What you should do: At the line containing "Could you please indicate the bare", begin retyping, and continue word for word until the records below run out.

*** Provided material ***

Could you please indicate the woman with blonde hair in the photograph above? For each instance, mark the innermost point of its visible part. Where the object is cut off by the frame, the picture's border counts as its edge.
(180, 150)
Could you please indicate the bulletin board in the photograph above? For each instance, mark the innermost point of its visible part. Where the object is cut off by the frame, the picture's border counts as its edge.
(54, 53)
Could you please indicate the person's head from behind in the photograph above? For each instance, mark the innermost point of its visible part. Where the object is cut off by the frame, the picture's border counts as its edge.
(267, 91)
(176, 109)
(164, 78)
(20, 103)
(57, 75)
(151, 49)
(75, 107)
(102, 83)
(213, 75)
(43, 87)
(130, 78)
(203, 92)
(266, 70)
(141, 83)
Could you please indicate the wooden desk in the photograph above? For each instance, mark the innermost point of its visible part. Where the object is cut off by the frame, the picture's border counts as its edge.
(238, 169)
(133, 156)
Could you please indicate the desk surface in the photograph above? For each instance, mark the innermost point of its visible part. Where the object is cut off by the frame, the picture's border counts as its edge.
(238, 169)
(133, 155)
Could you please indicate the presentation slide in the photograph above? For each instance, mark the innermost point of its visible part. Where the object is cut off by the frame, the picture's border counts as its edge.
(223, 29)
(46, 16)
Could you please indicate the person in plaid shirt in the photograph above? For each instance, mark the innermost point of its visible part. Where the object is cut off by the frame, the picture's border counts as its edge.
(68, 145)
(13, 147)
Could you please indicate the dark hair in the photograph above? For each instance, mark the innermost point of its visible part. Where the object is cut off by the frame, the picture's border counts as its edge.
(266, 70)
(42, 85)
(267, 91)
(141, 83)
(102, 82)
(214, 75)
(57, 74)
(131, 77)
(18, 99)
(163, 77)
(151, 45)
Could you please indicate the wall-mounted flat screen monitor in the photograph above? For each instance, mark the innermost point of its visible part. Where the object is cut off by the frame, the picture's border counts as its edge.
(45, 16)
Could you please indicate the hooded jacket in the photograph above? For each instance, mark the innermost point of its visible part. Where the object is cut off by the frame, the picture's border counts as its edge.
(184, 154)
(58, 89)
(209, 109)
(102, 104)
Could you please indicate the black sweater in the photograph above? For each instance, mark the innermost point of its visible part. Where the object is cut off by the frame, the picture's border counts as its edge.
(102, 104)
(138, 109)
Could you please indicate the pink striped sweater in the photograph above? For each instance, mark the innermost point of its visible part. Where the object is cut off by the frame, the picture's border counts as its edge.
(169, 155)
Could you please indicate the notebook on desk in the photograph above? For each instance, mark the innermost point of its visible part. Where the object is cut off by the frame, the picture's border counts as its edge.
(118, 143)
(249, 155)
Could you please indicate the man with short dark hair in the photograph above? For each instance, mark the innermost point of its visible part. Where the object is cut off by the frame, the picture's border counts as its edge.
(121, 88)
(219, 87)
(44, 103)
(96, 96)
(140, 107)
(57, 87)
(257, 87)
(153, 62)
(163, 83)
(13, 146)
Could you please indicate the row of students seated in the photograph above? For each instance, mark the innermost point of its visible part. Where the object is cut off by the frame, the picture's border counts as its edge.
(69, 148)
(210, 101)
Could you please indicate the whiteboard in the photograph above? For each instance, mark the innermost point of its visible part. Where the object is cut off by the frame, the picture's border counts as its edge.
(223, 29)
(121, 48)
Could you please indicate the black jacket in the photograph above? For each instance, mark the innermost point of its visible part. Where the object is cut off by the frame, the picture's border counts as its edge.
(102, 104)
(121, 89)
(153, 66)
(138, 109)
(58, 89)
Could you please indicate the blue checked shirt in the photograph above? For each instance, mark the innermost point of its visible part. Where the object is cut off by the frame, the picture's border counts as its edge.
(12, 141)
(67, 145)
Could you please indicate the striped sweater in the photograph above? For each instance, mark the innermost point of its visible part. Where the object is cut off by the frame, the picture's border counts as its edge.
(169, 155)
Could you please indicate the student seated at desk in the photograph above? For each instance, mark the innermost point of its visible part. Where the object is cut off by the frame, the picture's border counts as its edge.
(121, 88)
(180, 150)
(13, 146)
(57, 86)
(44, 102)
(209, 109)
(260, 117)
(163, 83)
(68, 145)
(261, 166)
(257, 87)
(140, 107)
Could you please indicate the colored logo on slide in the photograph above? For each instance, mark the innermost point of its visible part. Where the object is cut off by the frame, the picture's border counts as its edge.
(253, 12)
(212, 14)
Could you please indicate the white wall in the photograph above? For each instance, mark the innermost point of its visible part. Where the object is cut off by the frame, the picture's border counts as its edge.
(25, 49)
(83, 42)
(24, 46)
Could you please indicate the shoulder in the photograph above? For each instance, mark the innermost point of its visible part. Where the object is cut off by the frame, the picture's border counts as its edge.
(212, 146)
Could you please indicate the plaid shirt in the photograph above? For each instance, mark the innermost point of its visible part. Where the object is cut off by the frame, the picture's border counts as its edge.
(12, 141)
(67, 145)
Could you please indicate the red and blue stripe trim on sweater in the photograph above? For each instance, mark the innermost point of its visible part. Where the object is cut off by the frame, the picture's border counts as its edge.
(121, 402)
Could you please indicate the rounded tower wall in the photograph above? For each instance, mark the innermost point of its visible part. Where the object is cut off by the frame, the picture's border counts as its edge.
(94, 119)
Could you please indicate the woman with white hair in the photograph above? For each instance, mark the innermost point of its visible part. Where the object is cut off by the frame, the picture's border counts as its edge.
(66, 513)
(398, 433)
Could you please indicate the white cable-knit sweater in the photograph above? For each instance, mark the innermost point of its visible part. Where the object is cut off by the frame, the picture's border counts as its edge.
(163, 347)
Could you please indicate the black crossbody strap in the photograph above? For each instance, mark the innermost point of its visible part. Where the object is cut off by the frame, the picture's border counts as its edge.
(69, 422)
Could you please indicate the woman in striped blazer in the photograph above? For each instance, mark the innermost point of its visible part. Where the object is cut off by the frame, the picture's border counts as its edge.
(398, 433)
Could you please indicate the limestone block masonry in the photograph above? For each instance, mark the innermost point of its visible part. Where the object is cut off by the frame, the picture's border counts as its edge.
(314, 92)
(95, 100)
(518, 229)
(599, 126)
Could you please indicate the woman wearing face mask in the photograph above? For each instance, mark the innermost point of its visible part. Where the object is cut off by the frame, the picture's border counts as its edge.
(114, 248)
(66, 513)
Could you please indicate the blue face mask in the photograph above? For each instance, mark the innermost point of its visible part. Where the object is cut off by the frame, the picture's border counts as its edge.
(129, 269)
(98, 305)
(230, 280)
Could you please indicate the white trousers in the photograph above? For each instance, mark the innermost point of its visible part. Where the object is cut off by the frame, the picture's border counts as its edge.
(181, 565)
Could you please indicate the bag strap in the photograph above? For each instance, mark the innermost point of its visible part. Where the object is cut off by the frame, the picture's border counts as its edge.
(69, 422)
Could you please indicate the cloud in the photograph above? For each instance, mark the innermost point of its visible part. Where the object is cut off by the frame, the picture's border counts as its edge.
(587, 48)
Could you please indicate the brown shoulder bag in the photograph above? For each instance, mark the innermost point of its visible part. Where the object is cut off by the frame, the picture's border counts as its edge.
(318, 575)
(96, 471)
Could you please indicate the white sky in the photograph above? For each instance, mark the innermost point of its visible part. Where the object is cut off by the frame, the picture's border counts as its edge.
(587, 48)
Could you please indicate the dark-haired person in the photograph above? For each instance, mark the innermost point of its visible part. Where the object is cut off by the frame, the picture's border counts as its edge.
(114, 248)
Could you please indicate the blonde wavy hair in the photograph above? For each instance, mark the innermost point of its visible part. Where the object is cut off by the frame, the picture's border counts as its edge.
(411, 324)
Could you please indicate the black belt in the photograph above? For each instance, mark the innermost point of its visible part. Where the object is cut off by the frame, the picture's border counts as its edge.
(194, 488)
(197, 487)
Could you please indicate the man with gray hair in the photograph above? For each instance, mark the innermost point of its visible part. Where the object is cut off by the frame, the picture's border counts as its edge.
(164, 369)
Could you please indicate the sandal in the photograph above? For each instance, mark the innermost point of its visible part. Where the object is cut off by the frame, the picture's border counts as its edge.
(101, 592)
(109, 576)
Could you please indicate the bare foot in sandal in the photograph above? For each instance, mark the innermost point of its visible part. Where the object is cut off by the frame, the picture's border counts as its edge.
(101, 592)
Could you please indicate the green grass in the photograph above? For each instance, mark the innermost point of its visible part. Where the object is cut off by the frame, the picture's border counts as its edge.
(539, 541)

*** End of Provided material ***

Result of this task:
Could you please indicate the bare foot in sandal in the photograph above? For each instance, mark the innermost point of its visible part. Where the object is cut off by the frame, the picture's border counts as its edge.
(101, 592)
Could you please indicate the green grass in the photograph above? For each instance, mark the innermost point of its visible part. Where the object is cut off by the frame, the picture's border counts as its edge.
(539, 541)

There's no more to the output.